--- start Extracted entries ---
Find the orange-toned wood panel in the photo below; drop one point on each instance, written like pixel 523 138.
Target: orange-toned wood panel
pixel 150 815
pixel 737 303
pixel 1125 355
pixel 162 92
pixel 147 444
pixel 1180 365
--- end Extracted entries ---
:: Task description ::
Write out the data above line for line, changing nothing.

:: Exercise result ::
Find the orange-toned wood panel in the photo below; drop one point on each instance, written like pixel 523 138.
Target: orange-toned wood panel
pixel 150 815
pixel 737 303
pixel 1125 355
pixel 162 92
pixel 147 444
pixel 1180 365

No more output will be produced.